Excerpt provided
|---|
NCLCV Applauds Stringent New EPA Power Plant Pollution Rules

Duke Energy’s Proposed Gas Buildout Makes No Sense in Light of New Carbon Rules

The North Carolina League of Conservation Voters praised the tough new power plant pollution rules released today in Washington, D.C. by the U.S. Environmental Protection Agency (EPA). The rules, announced by EPA Administrator Michael Regan, will slash carbon pollution from coal-fired plants and new gas-fired power plants, as well as safeguarding communities against coal ash, mercury, arsenic, soot, toxic wastewater, and other health-harming pollution from coal-fired power plants.

The EPA’s strong carbon pollution power plant standards and the Inflation Reduction Act are projected to lead to a 75% reduction below 2005 levels in carbon pollution by 2035, and mandate a 90% reduction long term. In 2035 the carbon standards would save 1,200 lives and avert 360,000 cases of asthma symptoms, while avoiding 48,000 school absence days and 57,000 lost workdays.

“These rules make it clear that burning fossil fuels threatens our health and our climate, so we must transition to cleaner energy sources. In light of these new rules, Duke Energy’s plan to build record amounts of expensive, dirty gas plants makes absolutely no sense – except when you consider Duke’s highly paid executives and record profits,” said Michelle (Meech) Carter, director of clean energy campaigns for NCLCV. “Collectively, these rules represent a historic step forward for tackling the climate crisis and protecting our air, water, and the health of our communities, especially the health of environmental justice communities, from the impacts of dirty fossil fuel power plants.”
|---|
Extracted information
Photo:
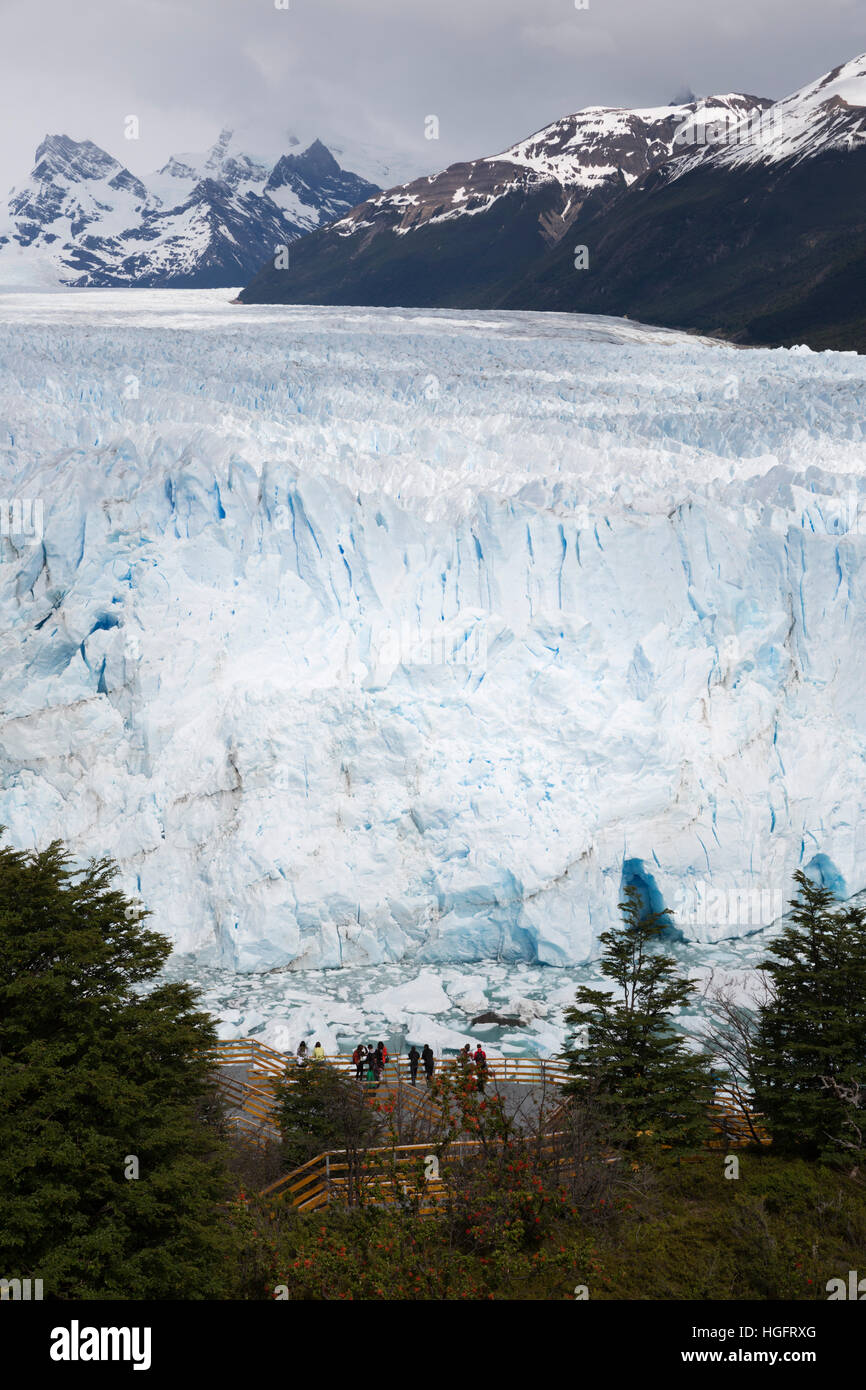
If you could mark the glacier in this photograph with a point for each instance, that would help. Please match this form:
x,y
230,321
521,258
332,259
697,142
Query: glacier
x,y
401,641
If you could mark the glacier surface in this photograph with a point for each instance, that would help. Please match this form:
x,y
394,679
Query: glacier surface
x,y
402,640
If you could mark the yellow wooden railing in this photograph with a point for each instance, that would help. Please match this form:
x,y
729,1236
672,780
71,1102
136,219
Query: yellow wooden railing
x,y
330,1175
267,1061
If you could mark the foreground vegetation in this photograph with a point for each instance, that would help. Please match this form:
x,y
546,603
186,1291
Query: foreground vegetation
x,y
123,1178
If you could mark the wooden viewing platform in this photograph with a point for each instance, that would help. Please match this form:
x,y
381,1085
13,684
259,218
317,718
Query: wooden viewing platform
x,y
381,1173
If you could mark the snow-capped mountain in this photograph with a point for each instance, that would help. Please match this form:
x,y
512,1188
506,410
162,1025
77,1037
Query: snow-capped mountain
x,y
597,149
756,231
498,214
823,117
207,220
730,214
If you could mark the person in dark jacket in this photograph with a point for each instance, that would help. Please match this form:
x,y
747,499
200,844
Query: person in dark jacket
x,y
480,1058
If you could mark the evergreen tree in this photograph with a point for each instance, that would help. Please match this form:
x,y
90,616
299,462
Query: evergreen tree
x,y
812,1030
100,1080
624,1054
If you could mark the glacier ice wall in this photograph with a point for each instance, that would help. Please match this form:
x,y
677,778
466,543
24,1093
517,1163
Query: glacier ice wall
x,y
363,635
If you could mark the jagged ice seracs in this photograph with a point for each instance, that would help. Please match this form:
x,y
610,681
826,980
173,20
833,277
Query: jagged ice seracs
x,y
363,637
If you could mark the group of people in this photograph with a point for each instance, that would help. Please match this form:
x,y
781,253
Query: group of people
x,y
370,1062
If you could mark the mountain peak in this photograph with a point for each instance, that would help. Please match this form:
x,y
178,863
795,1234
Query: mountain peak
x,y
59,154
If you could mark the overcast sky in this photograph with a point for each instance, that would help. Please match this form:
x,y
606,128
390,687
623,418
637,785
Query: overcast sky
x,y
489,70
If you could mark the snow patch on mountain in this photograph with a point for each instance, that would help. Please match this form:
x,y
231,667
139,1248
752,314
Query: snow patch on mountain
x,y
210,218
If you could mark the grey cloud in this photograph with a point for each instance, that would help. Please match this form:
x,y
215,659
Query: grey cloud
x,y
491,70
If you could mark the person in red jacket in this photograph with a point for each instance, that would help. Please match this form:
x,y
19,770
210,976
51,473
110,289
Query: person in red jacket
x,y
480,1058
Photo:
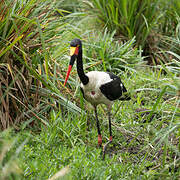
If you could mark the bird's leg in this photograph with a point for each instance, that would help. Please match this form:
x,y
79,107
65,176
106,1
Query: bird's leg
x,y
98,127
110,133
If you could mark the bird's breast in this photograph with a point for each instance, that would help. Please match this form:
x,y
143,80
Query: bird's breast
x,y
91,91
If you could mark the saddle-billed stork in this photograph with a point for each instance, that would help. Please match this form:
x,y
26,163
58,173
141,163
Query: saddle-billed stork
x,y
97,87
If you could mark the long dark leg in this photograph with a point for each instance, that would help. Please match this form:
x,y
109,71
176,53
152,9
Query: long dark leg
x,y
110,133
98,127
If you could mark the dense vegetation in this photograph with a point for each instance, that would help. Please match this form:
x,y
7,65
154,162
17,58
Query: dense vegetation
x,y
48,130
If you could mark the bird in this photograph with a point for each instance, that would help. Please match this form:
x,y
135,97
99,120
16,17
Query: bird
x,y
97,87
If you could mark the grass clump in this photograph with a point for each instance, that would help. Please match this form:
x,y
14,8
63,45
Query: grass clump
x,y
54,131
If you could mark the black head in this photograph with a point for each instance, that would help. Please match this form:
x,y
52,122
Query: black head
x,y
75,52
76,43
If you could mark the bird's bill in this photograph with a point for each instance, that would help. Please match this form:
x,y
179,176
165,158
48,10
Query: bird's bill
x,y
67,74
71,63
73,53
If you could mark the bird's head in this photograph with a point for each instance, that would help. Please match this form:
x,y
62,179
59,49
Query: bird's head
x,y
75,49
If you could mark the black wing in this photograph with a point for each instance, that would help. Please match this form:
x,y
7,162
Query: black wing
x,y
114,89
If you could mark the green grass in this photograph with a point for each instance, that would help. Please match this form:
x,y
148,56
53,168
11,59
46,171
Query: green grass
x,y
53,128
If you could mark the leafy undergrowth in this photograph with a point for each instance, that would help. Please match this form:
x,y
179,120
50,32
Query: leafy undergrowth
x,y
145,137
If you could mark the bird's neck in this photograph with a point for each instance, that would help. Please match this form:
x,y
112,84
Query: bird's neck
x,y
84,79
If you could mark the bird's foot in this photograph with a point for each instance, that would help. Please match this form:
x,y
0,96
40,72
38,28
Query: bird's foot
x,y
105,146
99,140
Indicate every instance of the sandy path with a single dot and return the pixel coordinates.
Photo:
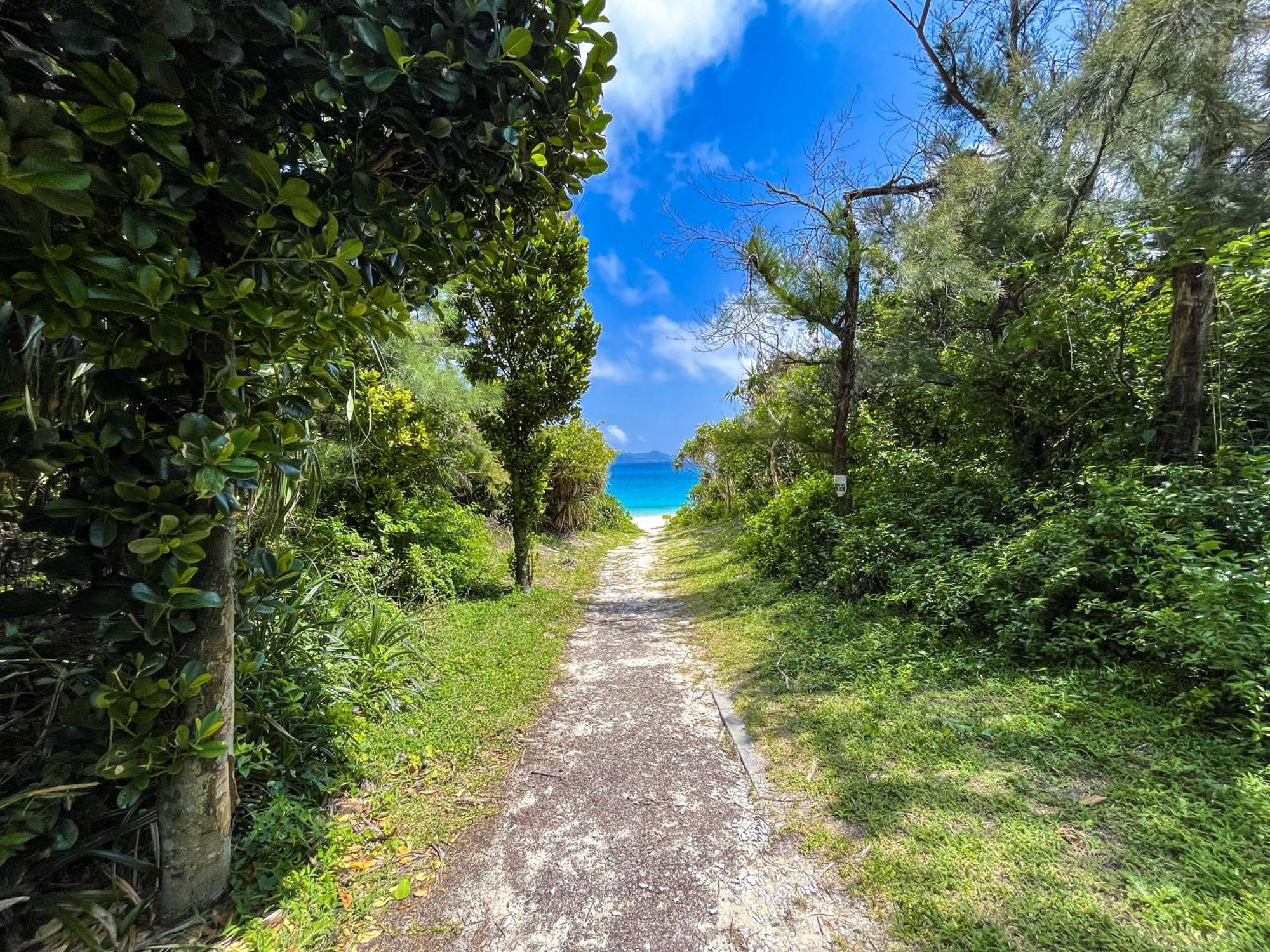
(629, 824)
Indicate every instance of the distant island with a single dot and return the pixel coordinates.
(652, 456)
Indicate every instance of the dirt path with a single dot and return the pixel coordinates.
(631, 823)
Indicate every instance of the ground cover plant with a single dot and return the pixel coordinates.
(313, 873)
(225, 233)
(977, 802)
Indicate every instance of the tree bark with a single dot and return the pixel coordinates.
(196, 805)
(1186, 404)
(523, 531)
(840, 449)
|---|
Exercise
Reproduce the passage of the EPA power plant rules article from "The EPA’s strong" up to and including "57,000 lost workdays.". The listing is unrelated material kept apart from the EPA rules article.

Answer to the exercise
The EPA’s strong carbon pollution power plant standards and the Inflation Reduction Act are projected to lead to a 75% reduction below 2005 levels in carbon pollution by 2035, and mandate a 90% reduction long term. In 2035 the carbon standards would save 1,200 lives and avert 360,000 cases of asthma symptoms, while avoiding 48,000 school absence days and 57,000 lost workdays.